## WORK INSTRUCTIONS
Beginning with the line that contains "Would you be able to indicate the orange", copy each subsequent line of the data below through the last one, including both ends but not the pictures.

Data items:

——————————

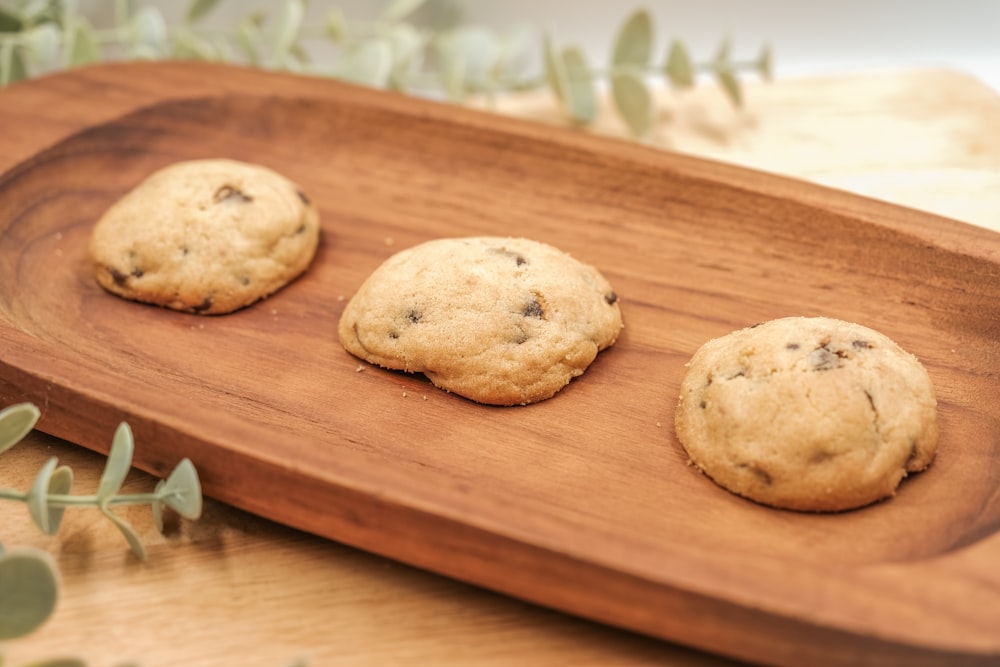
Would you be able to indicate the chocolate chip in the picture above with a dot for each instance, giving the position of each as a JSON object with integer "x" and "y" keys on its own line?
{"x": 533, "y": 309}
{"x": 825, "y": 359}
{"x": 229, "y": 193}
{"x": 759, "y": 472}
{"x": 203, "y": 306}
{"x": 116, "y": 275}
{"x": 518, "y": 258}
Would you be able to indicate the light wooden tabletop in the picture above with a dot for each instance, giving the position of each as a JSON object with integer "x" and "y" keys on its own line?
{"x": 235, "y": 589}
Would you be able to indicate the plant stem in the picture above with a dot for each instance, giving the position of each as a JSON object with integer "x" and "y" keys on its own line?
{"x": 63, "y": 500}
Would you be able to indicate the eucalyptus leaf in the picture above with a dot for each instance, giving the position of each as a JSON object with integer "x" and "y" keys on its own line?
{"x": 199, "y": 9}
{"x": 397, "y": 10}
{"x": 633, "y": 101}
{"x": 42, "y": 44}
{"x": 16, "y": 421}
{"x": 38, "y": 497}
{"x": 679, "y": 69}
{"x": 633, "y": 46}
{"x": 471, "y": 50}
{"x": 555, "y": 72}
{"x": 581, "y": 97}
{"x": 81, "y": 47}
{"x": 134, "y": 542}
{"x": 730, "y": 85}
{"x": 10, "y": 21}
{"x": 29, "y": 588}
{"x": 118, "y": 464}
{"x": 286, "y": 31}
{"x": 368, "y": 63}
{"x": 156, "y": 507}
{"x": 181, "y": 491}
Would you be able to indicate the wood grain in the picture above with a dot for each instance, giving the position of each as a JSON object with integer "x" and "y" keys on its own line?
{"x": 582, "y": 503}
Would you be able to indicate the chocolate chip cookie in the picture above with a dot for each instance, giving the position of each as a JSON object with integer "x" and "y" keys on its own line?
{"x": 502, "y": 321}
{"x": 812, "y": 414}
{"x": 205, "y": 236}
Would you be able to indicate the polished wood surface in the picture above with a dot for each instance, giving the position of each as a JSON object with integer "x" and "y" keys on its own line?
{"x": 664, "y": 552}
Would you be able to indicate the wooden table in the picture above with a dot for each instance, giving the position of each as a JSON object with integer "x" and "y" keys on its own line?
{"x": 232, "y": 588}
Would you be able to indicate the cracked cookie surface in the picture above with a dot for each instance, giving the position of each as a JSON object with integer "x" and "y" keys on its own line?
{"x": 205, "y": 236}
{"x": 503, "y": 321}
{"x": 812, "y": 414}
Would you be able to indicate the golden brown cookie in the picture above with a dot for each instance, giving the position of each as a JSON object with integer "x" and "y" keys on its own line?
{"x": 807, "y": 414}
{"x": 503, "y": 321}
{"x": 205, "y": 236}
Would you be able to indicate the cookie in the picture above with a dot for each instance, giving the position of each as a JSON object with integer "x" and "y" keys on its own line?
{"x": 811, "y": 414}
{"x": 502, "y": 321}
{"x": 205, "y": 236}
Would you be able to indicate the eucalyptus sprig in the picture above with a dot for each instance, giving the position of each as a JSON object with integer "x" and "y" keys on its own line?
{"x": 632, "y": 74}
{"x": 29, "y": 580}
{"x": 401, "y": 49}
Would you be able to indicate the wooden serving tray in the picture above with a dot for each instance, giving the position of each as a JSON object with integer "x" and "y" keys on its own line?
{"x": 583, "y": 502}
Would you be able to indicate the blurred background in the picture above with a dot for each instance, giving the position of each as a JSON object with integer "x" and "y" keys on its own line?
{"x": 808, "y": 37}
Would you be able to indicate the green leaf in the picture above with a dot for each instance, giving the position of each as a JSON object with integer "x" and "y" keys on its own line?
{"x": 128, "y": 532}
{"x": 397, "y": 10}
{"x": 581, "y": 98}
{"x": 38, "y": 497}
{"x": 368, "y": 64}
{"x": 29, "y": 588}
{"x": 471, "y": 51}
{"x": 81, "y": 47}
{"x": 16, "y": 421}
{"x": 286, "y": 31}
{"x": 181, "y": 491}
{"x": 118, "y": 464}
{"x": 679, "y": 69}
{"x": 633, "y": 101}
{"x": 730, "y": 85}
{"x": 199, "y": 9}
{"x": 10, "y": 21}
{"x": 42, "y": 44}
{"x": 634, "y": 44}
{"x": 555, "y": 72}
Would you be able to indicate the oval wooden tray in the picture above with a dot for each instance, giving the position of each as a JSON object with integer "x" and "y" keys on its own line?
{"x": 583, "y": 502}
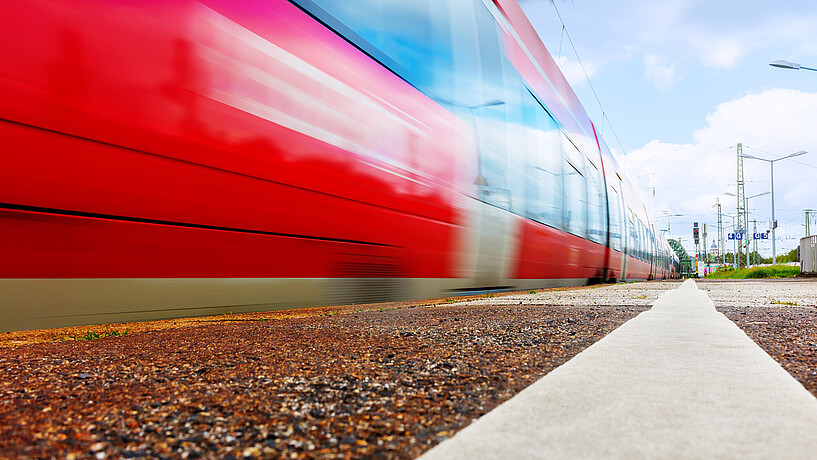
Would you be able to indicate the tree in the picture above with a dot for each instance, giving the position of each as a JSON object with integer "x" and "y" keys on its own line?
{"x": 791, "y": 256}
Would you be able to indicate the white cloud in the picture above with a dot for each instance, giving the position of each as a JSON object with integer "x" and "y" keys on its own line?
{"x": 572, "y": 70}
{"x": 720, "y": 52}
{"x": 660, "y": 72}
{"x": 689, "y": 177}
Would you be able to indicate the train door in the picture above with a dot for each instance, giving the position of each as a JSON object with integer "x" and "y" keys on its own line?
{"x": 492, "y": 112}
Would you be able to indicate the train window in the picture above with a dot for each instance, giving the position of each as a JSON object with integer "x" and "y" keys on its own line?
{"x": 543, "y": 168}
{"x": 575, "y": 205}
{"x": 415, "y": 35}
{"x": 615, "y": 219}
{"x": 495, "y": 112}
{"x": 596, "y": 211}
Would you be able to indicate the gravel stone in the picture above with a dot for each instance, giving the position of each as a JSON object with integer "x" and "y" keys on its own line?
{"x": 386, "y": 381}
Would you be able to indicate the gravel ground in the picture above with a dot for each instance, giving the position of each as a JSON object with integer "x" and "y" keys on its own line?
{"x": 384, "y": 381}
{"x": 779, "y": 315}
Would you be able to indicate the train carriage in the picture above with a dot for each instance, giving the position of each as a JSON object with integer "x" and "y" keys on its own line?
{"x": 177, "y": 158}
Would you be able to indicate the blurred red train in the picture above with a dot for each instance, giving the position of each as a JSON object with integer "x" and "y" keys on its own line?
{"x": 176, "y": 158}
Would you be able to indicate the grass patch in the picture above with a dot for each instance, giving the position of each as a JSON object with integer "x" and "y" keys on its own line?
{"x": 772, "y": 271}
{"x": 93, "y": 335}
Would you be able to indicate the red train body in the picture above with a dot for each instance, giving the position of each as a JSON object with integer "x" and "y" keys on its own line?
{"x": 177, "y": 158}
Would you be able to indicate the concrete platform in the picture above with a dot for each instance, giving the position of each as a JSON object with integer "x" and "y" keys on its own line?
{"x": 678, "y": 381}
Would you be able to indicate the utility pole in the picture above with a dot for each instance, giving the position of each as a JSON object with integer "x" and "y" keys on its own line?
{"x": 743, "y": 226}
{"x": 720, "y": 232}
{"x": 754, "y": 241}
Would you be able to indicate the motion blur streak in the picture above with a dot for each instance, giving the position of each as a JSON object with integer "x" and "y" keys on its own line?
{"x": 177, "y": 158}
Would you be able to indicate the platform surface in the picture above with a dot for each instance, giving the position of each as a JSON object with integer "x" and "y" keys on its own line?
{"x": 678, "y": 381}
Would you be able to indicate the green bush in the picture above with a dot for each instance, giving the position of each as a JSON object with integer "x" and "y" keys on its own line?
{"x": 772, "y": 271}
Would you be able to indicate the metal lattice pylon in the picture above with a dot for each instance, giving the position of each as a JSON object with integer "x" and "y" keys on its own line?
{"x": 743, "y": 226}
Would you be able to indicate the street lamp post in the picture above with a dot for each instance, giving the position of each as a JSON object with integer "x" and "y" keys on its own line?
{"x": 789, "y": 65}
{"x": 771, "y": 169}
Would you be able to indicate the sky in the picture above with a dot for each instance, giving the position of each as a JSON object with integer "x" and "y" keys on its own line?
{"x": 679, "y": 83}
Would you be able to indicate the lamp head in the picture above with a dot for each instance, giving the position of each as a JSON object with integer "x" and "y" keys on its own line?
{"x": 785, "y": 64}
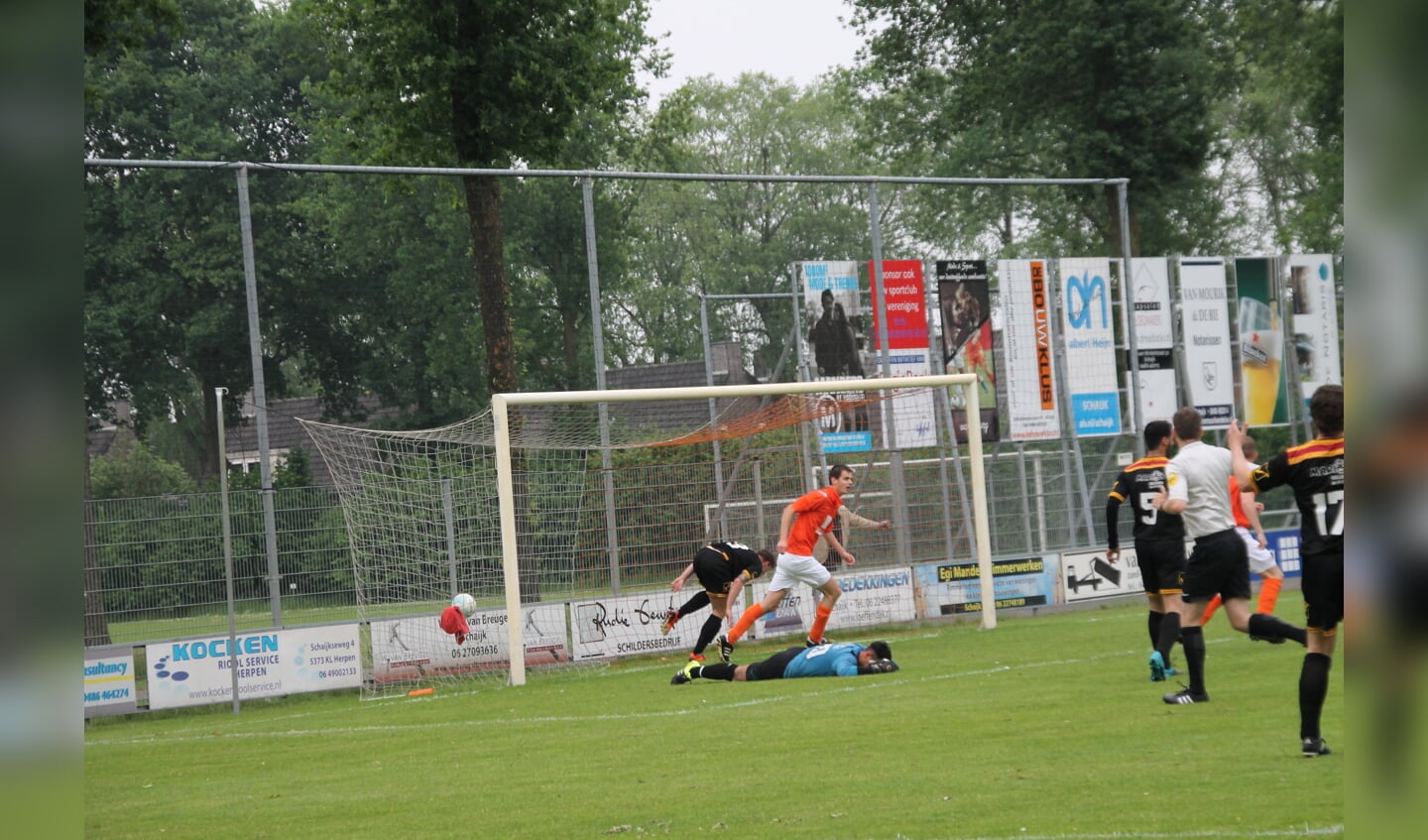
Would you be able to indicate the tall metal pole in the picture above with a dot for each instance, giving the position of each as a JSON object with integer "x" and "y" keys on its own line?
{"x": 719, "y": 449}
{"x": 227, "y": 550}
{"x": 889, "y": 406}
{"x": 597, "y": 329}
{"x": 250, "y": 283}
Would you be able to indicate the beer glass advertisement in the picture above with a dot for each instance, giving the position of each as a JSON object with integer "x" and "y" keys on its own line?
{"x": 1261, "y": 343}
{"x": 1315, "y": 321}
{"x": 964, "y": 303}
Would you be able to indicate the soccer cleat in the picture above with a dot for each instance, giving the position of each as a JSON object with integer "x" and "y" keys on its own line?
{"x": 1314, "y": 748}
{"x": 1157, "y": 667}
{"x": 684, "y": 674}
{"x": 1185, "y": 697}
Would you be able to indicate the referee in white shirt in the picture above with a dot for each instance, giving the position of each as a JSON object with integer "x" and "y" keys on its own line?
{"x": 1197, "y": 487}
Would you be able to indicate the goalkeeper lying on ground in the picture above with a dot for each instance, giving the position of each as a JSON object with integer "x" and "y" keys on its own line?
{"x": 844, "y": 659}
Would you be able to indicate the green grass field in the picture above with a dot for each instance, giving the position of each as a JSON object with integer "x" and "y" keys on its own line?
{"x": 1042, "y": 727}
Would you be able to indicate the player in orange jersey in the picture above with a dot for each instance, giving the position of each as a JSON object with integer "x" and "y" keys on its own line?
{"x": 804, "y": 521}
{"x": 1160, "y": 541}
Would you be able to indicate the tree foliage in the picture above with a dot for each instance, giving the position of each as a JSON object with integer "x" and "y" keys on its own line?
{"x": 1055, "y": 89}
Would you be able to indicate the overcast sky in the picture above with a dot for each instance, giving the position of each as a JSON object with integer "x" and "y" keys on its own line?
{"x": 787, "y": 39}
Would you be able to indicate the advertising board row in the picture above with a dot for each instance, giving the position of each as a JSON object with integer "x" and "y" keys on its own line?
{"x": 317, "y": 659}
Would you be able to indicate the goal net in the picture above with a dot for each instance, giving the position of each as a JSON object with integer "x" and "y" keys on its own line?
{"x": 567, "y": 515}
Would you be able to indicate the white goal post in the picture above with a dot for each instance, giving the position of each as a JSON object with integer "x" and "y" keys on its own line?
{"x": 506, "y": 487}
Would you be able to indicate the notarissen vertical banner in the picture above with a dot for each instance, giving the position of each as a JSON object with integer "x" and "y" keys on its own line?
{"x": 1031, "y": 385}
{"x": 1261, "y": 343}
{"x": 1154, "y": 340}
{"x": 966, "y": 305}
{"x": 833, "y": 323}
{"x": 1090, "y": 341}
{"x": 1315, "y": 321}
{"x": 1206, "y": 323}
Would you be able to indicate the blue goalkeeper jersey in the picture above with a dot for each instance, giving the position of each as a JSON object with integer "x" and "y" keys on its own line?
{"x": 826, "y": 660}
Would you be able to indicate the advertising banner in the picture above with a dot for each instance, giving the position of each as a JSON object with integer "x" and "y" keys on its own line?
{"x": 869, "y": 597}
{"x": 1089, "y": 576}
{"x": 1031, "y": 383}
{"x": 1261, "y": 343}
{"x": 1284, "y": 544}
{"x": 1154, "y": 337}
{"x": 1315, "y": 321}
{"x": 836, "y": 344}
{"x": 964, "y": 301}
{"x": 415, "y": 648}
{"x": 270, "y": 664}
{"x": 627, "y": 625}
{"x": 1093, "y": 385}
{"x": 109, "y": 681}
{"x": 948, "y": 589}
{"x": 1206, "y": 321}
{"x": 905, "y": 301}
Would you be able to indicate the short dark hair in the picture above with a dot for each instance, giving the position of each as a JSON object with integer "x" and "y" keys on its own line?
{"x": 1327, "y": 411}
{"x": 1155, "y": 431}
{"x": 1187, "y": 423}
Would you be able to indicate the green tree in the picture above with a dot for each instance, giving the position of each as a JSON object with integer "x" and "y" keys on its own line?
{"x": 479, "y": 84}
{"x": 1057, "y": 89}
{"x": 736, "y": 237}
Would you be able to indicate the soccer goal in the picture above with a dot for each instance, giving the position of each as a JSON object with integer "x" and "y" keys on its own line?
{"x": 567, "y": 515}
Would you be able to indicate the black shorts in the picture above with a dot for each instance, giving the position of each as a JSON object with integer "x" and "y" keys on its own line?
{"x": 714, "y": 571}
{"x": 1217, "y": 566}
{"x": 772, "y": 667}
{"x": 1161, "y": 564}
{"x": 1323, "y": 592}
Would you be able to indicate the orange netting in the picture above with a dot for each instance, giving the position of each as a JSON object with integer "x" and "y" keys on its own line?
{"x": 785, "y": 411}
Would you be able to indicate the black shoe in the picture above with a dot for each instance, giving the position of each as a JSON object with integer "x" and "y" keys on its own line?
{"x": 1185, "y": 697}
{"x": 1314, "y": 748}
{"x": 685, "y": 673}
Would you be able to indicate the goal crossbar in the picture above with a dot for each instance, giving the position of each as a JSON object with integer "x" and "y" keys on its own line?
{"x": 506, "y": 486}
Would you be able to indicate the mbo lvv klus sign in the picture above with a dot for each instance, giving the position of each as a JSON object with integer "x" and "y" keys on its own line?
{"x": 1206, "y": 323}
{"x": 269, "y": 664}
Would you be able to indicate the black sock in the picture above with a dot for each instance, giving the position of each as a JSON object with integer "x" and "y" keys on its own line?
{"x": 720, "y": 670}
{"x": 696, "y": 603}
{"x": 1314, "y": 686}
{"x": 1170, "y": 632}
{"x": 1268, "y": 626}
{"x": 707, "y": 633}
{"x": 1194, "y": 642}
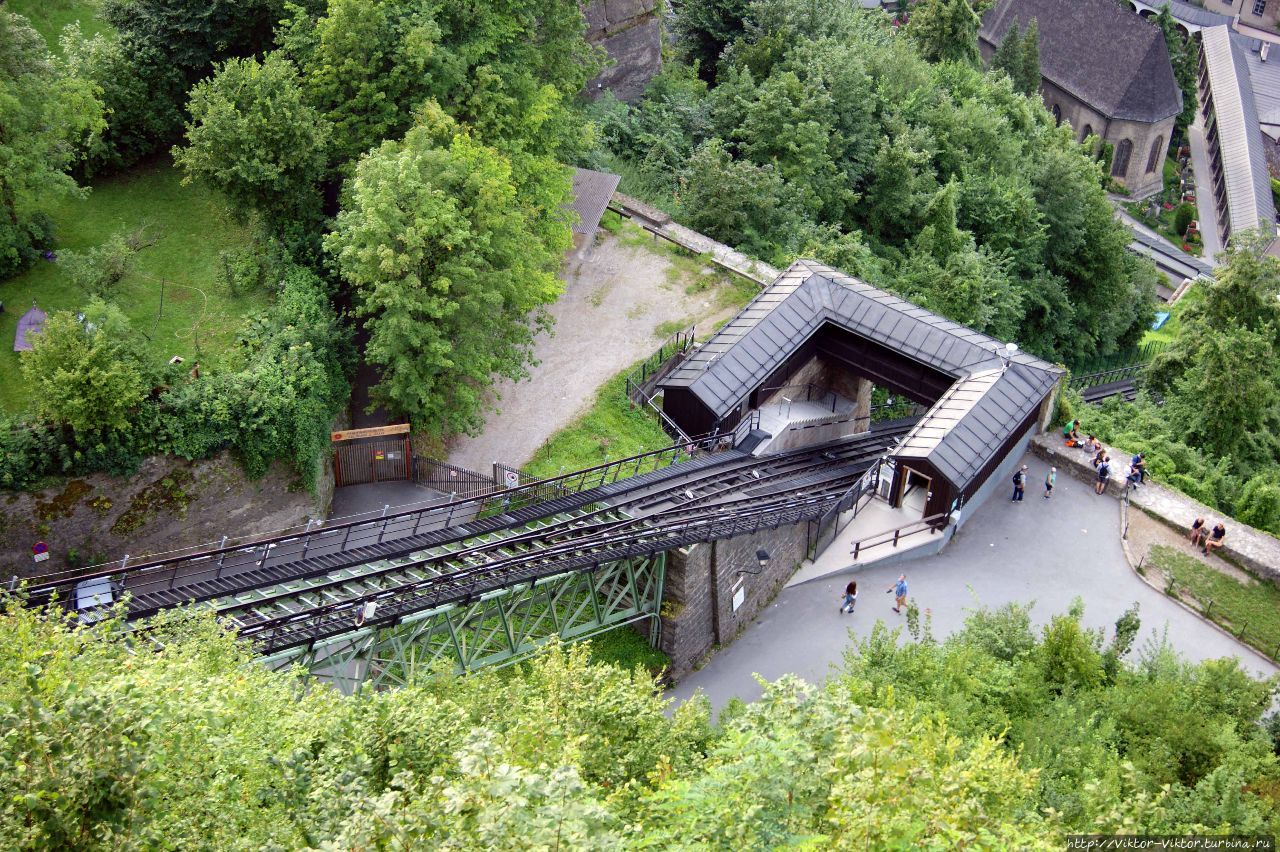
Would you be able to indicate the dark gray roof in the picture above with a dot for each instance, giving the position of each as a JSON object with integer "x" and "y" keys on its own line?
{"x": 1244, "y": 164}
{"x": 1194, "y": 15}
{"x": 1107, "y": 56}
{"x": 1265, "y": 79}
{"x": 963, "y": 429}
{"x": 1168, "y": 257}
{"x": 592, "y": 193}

——————————

## RESULT
Would you be able to indicate the orange netting in the picture above with a dot for each instance, giving the position of each as a JSON object with integer "x" and "y" keys on its own line?
{"x": 785, "y": 411}
Would you be able to indicate the black shoe in the picture above with a dot for each instance, giving the position of each as a JSON object with integer "x" and "y" keys on its own line?
{"x": 1185, "y": 697}
{"x": 1314, "y": 748}
{"x": 685, "y": 673}
Would you be able to indicate the goal crossbar in the picture above with a dot for each instance, giving the position of each as a JSON object with integer "x" and "y" keys on its own line?
{"x": 506, "y": 486}
Would you be able to indicate the mbo lvv klus sign in the picture above with a dot for each instance, giving the position of each as a JSON object with integer "x" and "y" keys on its own line?
{"x": 1206, "y": 323}
{"x": 269, "y": 664}
Would you be able to indicate the black sock in the picture above with a dot for each instance, giving the position of each as a JSON object with integer "x" and "y" keys on its own line?
{"x": 720, "y": 670}
{"x": 696, "y": 603}
{"x": 1314, "y": 686}
{"x": 1170, "y": 632}
{"x": 1268, "y": 626}
{"x": 707, "y": 633}
{"x": 1194, "y": 642}
Would you be able to indicate the dark gray roof in the picture above with a dot for each instance, giving the position of each as a JSON object with integer "x" and "y" keys on its own line?
{"x": 1244, "y": 164}
{"x": 1194, "y": 15}
{"x": 1107, "y": 56}
{"x": 1265, "y": 79}
{"x": 963, "y": 429}
{"x": 1168, "y": 257}
{"x": 592, "y": 193}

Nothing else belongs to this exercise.